━━━ Supplied data ━━━

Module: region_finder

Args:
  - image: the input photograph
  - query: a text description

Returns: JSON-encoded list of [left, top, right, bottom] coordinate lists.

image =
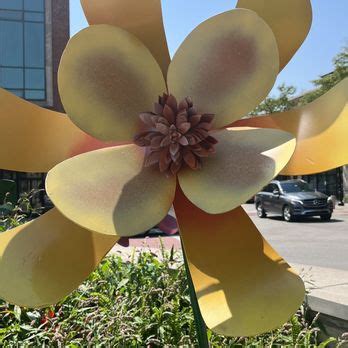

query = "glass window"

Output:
[[24, 0, 44, 12], [0, 68, 23, 89], [0, 10, 23, 21], [25, 89, 46, 100], [24, 12, 44, 22], [24, 23, 45, 68], [0, 0, 23, 10], [9, 89, 24, 98], [25, 69, 45, 89], [0, 21, 23, 67], [0, 0, 46, 100], [281, 181, 313, 193]]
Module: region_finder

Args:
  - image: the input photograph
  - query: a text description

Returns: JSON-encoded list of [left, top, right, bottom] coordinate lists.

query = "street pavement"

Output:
[[113, 204, 348, 271], [111, 204, 348, 322], [243, 204, 348, 271]]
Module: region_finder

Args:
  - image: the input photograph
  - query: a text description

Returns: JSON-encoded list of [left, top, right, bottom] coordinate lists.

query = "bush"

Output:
[[0, 196, 344, 347]]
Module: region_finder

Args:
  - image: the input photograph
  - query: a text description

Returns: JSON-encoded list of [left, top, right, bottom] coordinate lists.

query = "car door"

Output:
[[272, 184, 283, 214], [258, 184, 272, 212]]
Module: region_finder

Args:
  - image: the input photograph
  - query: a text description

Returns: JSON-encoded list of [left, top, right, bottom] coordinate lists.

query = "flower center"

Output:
[[134, 94, 217, 175]]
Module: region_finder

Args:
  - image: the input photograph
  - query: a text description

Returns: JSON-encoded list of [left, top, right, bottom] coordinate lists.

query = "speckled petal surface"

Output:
[[237, 0, 312, 70], [0, 89, 115, 173], [81, 0, 170, 76], [58, 25, 166, 141], [234, 78, 348, 175], [178, 128, 296, 214], [168, 9, 279, 128], [46, 145, 176, 236], [0, 209, 117, 308], [174, 190, 305, 337]]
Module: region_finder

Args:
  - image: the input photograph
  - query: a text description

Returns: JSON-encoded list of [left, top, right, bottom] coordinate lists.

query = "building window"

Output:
[[0, 0, 46, 101]]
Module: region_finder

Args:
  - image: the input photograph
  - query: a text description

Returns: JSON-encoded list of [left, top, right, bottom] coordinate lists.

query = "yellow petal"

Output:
[[178, 128, 296, 214], [234, 78, 348, 175], [168, 9, 279, 128], [0, 209, 117, 307], [58, 25, 166, 141], [0, 89, 117, 173], [174, 190, 305, 336], [81, 0, 170, 76], [237, 0, 312, 70], [46, 145, 176, 236]]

━━━

Task to carry out: Scale the material starting at its first line and ending at the line that contains "181, 313, 193]]", reproducing every line in that span while multiplying only the bounding-box coordinates in the output lists by 1.05 and rounding each to a whole number, with halves rounded up. Omit the pictures.

Full answer:
Module: region_finder

Args:
  - image: the input photograph
  - query: a text description

Returns: JSON-encoded list of [left, top, right, bottom] coordinate lists.

image =

query = "glass window"

Output:
[[25, 0, 46, 13], [0, 71, 24, 93], [0, 11, 24, 22], [26, 93, 48, 105], [25, 13, 46, 23], [25, 24, 47, 71], [0, 0, 24, 11], [9, 93, 25, 103], [26, 72, 47, 93], [0, 22, 24, 70], [0, 0, 48, 105], [295, 190, 329, 203]]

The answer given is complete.